**** Data in this exercise

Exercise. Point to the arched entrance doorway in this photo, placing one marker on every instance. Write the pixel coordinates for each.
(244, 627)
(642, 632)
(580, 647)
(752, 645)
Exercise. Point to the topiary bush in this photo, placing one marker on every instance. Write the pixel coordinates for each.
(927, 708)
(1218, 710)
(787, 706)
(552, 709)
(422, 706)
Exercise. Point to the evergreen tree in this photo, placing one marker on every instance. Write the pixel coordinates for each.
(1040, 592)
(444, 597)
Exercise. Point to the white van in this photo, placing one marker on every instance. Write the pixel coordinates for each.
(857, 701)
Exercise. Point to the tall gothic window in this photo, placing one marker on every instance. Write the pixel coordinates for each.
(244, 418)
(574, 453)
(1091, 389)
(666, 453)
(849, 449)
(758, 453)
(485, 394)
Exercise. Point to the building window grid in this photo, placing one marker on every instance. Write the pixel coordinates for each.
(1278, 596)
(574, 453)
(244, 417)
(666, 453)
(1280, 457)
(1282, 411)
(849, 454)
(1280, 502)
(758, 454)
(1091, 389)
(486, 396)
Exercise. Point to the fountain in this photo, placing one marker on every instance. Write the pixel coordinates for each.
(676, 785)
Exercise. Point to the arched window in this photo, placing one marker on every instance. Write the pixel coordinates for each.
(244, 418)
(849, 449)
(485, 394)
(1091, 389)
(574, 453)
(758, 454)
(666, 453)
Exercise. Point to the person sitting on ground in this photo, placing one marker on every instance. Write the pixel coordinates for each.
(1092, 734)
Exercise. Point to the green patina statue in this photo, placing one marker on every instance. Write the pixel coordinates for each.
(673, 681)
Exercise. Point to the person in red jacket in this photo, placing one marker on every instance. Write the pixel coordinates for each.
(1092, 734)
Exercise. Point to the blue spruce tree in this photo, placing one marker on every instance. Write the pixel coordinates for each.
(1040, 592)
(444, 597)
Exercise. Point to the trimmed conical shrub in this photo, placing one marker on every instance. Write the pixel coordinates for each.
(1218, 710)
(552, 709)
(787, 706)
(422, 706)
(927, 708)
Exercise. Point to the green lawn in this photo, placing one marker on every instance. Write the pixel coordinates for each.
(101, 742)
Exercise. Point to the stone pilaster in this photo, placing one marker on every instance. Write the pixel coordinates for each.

********

> **Aim of the exercise**
The response must contain exactly the lines from the one with "Exercise. Point to the person in" to the end of the entries above, both included, and nothing more.

> **Task answer**
Exercise. Point to the person in red jacket in this photo, placing one marker on every instance. Write the pixel coordinates for each.
(1092, 734)
Exercise. Point to the blue spruce tree in this photo, placing one marker on every instance. Write the pixel coordinates for each.
(1040, 592)
(444, 597)
Exercise. Point to the trimmed conical shrub in this photo, placing one marker on every instance. Write the pixel coordinates for each.
(1218, 710)
(552, 709)
(787, 706)
(422, 706)
(927, 708)
Exercise. Point to the green lawn in this photo, placing one marker on every instance. Write the pixel coordinates for each.
(101, 742)
Exercise. Point to the stone pilaster in this photo, placing one marker on every instance. Write the pixel coordinates for each.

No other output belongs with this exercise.